If you received a 200 OK response, you will use the same CSSID for future request until you receive an error using it. As a rule of thumb, I generate a new one each time I launch the application, and keep on using it until I get an error.

Moving on. We can start posting images now that you have a valid CSSID. But first we will need to understand a bit about Google's ProtoBuffer. Protocol Buffers, or ProtoBuffer, is Google's way of serializing structured data for use in communication protocols, data storage, and more (in their own words). Explaining ProtoBuffer in detail is out of the scope of this post - I will only cover the basics, so you will have to follow the link if you would like to know more about it. First you will need the following:

  • A jpeg image - I haven't played with other formats. If you will be using images taken from a phone camera (if you are building a phone application for example), you will likely need to resize it since high-megapixel phone cameras are common now a days.

Extracted data:
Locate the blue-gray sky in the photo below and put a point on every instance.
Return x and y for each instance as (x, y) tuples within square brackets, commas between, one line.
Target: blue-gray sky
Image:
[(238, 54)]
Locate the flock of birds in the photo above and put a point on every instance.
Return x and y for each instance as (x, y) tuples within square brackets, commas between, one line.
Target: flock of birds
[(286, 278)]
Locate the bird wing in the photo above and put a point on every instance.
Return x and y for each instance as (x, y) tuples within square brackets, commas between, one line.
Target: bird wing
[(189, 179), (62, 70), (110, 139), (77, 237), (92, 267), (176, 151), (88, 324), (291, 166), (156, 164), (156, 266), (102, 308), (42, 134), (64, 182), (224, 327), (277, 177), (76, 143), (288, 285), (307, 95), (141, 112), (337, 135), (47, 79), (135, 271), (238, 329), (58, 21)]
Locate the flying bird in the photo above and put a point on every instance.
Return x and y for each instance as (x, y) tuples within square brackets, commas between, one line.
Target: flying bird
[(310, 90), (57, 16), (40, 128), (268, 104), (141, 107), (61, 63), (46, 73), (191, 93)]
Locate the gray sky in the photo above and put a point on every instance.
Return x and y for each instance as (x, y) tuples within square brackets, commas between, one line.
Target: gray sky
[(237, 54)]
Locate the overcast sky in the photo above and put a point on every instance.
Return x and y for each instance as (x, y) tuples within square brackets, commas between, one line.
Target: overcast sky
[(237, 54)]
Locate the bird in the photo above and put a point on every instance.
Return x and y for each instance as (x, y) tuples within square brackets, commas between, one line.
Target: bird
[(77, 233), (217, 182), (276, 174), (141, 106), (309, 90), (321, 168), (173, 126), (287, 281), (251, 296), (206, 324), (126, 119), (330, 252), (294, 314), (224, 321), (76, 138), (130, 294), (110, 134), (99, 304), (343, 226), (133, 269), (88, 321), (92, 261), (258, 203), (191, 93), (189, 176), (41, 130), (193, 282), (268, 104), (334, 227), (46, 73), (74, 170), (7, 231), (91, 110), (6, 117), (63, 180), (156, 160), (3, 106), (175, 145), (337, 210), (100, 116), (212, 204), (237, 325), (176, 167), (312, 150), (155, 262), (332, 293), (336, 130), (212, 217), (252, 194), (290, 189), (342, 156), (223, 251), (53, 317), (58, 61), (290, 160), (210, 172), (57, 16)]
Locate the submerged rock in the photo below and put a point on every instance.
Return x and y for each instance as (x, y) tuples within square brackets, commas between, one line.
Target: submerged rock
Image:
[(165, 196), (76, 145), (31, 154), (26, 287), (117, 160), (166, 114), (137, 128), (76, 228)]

Problems and tasks:
1/ Render the records as a JSON list of strings, one string per line and blank lines omitted, beginning at the line containing "Locate the bird wing" and running through the last line of the records.
2/ Write the next part of the text on posting images with a CSSID and ProtoBuffer, picking up after its final sentence.
The text and the records have no connection to each other.

Responses:
1/
[
  "Locate the bird wing in the photo above and put a point on every instance.",
  "Return x and y for each instance as (x, y) tuples within square brackets, commas between, one line.",
  "Target: bird wing",
  "[(189, 179), (62, 70), (110, 139), (77, 237), (92, 267), (176, 151), (88, 324), (291, 166), (156, 164), (156, 266), (102, 308), (42, 134), (64, 182), (224, 327), (277, 177), (76, 143), (288, 285), (307, 95), (141, 112), (337, 135), (47, 79), (135, 271), (238, 329), (58, 21)]",
  "Locate the flying bird in the photo above and put a point on every instance.",
  "Return x and y for each instance as (x, y) tuples within square brackets, commas between, one line.",
  "Target: flying bird",
  "[(310, 90), (57, 16), (40, 128), (268, 104), (141, 107), (61, 63), (46, 73), (191, 93)]",
  "Locate the gray sky in the photo above and put a point on every instance.",
  "Return x and y for each instance as (x, y) tuples within square brackets, commas between, one line.",
  "Target: gray sky",
  "[(237, 54)]",
  "Locate the overcast sky in the photo above and put a point on every instance.",
  "Return x and y for each instance as (x, y) tuples within square brackets, commas between, one line.",
  "Target: overcast sky",
  "[(237, 54)]",
  "Locate the bird in the photo above and put a point on every instance.",
  "Return x and y for each instance as (x, y) tuples within square brackets, commas between, one line.",
  "Target: bird",
  "[(77, 233), (217, 182), (276, 174), (141, 106), (309, 90), (321, 168), (173, 126), (287, 281), (251, 296), (206, 324), (126, 119), (330, 252), (294, 314), (224, 321), (76, 138), (130, 294), (110, 134), (99, 304), (343, 226), (133, 269), (88, 321), (92, 261), (258, 203), (191, 93), (189, 176), (41, 130), (193, 282), (268, 104), (334, 227), (46, 73), (74, 170), (7, 231), (91, 110), (6, 117), (63, 180), (156, 160), (3, 106), (175, 145), (337, 210), (100, 116), (212, 204), (237, 325), (176, 167), (312, 150), (155, 262), (332, 293), (336, 130), (212, 217), (252, 194), (290, 189), (342, 156), (223, 251), (53, 317), (58, 61), (290, 160), (210, 172), (57, 16)]",
  "Locate the submerged rock in the photo below and put a point on every instance.",
  "Return x and y for each instance as (x, y) tuples within square brackets, commas between, one line.",
  "Target: submerged rock",
  "Image:",
  "[(165, 196), (76, 145), (31, 154), (26, 287), (117, 160), (166, 114), (137, 128), (76, 228)]"
]

2/
  • The size of the jpeg image in bytes.

You will then need to calculate the following integers. Let x be the size of the image in bytes.

    a = x + 32
    b = x + 14
    c = x + 10

Now, you will need to encode a, b, c and x into varints. Let's assume x = 27985. To encode it into variant, do the following:
  1. Convert the number into binary:
    110110101010001
  2. From right to left, divide the bits into groups of 7 bits each. Append zeros to the most left group to make it 7 bits if needed:
    0000001 1011010 1010001
  3. Reverse the groups:
    1010001 1011010 0000001
  4. Convert the groups of 7 bits into bytes. From left to right, set the msb (most significant bit) if there are further bytes to come. If you reach the last byte, the msb should 0:
    11010001 11011010 00000001
    0xD1DA01
So x is 0xD1DA01 in varint. Using the same exercise, you will find that a, b and c encoded in varint to be 0xF1DA01, 0xDFDA01 and 0xDBDA01 respectively.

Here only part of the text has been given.